## Some records
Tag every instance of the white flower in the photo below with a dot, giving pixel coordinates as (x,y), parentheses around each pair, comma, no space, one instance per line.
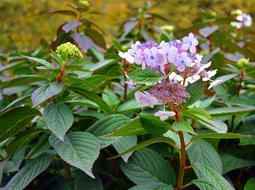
(164,115)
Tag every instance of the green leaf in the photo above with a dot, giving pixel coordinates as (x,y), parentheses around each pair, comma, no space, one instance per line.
(250,184)
(218,136)
(59,118)
(45,92)
(196,91)
(103,128)
(219,112)
(82,181)
(207,173)
(152,186)
(231,163)
(203,152)
(13,120)
(123,144)
(24,80)
(204,119)
(147,166)
(134,127)
(146,76)
(93,97)
(79,149)
(203,184)
(30,171)
(22,140)
(146,143)
(110,97)
(40,61)
(183,126)
(128,106)
(153,124)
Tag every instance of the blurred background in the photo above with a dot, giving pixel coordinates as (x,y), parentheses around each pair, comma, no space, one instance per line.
(23,23)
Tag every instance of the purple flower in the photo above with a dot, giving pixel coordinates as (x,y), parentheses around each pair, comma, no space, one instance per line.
(183,61)
(145,99)
(190,42)
(164,115)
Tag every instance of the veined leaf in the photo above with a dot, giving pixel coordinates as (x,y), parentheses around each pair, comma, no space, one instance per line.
(59,118)
(146,76)
(79,149)
(45,92)
(30,171)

## Goal
The data above should be repeated exactly, minus any pictures.

## Reply
Tag every instance of the white flower in the photo below with a dot, giving pixel coordinates as (x,y), parentheses around each pair, comma, no space, one instance per line.
(164,115)
Tag every instance of the green leaf in the photo above with a dot, giving pixel coordinates as (x,y), parentheses around each pair, comma, no space, one instance per line.
(250,184)
(218,136)
(59,118)
(45,92)
(196,91)
(103,128)
(219,112)
(82,181)
(207,173)
(152,186)
(231,163)
(203,152)
(13,120)
(123,144)
(24,80)
(204,119)
(147,166)
(134,127)
(146,76)
(93,97)
(79,149)
(203,184)
(30,171)
(22,140)
(146,143)
(110,97)
(40,61)
(183,126)
(128,106)
(153,124)
Tag every instance of the blurred background in the photo above with a dot, giving pixel coordinates as (x,y), parentheses around each pair, comma, no space, one instance per line.
(23,23)
Tag every instance of the purple flower in the photo above with a dot, giving pixel coordinates as (x,y), parentheses around each pair, comma, no space, one instance per line.
(183,61)
(145,99)
(190,42)
(164,115)
Tag every instance of the veined leaf in the photo above with a dot, giving pixel coordinates as (x,y), parentheses around each pair, comma, no space, one instance per line.
(59,118)
(146,76)
(79,149)
(45,92)
(30,171)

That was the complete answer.